**Records shown**
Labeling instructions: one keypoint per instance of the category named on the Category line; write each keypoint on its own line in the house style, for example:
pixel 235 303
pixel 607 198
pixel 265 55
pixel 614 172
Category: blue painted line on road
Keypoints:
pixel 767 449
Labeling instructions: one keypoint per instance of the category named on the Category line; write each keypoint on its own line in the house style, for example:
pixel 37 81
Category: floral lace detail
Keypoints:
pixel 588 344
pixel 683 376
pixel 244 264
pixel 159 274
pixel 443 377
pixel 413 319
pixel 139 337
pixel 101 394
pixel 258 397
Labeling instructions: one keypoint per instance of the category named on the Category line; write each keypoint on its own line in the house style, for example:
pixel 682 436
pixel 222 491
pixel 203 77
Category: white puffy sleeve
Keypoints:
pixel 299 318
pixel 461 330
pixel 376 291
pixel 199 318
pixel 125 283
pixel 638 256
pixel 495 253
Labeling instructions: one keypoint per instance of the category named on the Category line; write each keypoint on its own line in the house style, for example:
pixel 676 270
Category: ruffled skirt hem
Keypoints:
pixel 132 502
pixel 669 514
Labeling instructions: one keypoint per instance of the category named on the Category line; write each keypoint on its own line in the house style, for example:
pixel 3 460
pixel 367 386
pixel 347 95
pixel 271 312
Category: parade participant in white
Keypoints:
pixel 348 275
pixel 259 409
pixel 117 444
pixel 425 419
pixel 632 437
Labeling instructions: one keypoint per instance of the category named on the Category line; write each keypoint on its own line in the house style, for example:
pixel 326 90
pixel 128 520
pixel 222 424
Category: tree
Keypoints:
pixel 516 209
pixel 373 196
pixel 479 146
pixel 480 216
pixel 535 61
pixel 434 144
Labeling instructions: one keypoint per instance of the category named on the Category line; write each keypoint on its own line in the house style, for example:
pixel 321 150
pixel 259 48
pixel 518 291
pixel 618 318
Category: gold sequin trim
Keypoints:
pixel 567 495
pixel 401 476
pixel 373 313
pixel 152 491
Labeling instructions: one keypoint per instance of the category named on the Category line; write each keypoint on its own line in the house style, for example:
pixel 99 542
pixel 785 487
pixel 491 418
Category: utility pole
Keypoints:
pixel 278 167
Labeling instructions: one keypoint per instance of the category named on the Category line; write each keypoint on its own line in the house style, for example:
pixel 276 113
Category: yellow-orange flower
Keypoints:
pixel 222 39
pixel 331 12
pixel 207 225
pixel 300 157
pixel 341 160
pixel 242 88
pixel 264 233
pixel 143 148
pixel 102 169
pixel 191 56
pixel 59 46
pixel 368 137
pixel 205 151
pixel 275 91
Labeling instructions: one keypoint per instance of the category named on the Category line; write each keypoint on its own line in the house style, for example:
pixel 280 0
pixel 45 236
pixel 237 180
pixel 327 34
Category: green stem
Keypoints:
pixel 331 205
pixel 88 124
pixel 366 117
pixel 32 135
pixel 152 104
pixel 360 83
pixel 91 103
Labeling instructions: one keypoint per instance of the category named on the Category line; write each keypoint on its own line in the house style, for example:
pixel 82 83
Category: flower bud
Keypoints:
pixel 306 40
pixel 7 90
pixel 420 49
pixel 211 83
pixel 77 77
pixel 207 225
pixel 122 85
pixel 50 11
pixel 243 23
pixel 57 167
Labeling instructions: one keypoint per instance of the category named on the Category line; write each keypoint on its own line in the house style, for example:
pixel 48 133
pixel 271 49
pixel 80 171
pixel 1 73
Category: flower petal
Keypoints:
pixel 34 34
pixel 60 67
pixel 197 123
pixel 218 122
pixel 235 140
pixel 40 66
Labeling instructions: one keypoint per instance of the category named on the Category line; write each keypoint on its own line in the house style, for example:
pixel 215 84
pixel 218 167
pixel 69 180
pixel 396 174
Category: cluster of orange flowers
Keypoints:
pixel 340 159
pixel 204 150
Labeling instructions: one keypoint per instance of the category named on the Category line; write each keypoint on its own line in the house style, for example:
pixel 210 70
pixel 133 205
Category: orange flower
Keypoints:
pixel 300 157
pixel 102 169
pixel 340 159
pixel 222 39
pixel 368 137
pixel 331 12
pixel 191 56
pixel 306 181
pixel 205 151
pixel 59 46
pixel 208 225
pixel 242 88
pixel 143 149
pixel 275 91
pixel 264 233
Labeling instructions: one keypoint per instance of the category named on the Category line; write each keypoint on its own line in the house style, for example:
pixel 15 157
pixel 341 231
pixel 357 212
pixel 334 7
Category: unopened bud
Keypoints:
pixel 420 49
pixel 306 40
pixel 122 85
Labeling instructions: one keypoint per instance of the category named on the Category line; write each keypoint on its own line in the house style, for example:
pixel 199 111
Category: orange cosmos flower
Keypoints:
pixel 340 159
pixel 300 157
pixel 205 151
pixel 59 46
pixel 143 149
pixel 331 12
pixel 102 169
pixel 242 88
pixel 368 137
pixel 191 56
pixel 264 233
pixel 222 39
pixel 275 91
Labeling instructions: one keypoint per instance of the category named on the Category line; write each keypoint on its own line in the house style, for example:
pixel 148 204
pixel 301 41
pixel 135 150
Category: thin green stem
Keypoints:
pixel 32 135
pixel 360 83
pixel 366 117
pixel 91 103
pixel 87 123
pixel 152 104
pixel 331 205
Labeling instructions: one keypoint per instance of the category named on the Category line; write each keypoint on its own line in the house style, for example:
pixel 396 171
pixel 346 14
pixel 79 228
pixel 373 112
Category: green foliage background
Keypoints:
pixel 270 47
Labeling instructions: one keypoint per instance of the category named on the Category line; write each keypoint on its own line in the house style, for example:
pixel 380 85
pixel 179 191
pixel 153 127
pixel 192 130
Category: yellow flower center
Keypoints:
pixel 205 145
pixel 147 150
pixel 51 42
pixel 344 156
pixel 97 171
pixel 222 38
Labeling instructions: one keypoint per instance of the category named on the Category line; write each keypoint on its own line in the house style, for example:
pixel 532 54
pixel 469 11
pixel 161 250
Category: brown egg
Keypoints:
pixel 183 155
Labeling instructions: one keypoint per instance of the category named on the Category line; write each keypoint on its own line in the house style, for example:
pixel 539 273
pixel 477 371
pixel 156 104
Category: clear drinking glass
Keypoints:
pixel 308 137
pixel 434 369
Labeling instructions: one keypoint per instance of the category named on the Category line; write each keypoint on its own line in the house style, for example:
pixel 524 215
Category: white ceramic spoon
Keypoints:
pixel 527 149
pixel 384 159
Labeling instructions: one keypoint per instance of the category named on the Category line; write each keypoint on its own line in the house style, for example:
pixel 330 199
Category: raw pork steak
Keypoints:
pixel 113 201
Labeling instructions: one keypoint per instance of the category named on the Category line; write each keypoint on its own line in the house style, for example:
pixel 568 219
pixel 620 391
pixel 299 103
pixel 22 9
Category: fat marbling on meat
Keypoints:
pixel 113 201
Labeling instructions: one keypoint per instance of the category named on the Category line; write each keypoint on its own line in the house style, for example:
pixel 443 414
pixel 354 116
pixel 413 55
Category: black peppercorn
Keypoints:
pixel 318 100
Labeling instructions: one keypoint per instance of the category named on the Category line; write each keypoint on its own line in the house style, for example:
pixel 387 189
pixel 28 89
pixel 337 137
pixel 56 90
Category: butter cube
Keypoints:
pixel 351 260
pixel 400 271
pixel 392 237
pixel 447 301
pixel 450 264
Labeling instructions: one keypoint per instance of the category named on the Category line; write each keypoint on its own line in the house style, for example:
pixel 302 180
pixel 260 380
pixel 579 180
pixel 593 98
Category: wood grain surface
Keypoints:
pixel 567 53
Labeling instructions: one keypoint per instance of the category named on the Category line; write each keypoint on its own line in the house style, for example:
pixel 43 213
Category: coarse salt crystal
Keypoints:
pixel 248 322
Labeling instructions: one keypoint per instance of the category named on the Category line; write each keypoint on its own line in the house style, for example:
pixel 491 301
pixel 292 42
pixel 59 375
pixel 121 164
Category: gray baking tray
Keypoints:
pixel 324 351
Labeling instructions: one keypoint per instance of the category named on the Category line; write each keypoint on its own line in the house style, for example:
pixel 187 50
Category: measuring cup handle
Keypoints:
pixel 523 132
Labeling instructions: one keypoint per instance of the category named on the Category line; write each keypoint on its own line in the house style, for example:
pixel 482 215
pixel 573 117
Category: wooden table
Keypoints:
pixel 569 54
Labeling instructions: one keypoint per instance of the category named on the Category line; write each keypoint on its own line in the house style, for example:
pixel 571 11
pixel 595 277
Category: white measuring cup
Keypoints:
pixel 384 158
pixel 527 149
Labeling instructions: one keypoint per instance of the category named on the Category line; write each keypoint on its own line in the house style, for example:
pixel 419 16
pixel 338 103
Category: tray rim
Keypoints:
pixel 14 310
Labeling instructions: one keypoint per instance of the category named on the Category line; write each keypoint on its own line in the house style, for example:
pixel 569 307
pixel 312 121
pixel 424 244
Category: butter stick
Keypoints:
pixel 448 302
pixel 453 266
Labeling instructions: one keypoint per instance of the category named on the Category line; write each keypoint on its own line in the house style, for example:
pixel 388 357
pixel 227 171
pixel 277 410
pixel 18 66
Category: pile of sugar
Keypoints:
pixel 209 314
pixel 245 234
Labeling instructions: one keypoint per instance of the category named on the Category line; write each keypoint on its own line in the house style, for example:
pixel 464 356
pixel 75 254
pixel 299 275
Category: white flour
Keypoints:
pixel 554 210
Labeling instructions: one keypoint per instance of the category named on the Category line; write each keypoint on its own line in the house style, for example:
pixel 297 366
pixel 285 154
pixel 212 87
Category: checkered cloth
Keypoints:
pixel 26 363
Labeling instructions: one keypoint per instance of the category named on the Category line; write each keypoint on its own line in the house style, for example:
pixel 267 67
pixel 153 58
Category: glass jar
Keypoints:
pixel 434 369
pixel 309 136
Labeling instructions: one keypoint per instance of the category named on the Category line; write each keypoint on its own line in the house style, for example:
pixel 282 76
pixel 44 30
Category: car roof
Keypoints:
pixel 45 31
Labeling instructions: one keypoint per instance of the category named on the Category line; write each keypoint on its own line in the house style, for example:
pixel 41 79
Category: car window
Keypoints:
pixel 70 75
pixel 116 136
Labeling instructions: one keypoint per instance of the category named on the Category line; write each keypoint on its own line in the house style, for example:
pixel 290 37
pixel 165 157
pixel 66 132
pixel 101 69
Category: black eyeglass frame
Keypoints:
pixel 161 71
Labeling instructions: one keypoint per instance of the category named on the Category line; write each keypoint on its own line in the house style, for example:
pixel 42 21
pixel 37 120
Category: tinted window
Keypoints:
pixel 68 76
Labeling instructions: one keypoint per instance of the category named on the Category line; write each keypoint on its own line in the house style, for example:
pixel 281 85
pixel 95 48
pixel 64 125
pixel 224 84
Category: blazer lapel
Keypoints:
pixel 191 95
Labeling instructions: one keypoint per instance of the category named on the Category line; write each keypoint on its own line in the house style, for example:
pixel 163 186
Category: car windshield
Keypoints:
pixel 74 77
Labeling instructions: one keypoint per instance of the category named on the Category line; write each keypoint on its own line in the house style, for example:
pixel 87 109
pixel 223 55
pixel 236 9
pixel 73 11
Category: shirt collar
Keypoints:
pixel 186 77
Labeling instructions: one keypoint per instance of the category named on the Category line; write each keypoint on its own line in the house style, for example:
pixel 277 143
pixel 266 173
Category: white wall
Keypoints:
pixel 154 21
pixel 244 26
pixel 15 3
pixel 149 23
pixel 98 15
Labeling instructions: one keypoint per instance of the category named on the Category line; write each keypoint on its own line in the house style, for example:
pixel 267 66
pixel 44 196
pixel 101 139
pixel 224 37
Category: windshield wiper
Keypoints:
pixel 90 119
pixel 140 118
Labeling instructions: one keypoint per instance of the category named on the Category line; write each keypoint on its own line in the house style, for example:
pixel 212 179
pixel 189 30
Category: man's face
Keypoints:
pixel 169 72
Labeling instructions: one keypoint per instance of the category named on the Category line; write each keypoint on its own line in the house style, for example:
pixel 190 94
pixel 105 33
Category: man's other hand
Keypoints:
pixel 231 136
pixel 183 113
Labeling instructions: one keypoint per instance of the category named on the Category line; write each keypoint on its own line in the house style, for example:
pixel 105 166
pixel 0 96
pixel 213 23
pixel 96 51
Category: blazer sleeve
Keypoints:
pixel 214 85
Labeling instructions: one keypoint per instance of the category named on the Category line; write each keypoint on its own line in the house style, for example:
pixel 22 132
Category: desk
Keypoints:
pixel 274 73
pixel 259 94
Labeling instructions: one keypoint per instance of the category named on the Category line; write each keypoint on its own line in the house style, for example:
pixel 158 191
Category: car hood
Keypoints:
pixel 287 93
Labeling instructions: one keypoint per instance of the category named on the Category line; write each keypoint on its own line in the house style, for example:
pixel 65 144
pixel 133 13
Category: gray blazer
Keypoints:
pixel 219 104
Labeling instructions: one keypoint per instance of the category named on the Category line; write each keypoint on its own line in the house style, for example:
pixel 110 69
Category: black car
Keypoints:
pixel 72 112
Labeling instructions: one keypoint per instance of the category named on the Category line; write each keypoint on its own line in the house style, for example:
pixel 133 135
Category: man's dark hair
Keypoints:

**Problem**
Copy out the listing above word for word, from its first line up to and including the line with "pixel 767 449".

**Exercise response**
Labeling instructions: one keypoint per instance of the category named on the Category line; write each keypoint on its own line in the house style, for example:
pixel 235 303
pixel 607 198
pixel 265 55
pixel 614 172
Category: blue painted line on road
Keypoints:
pixel 767 449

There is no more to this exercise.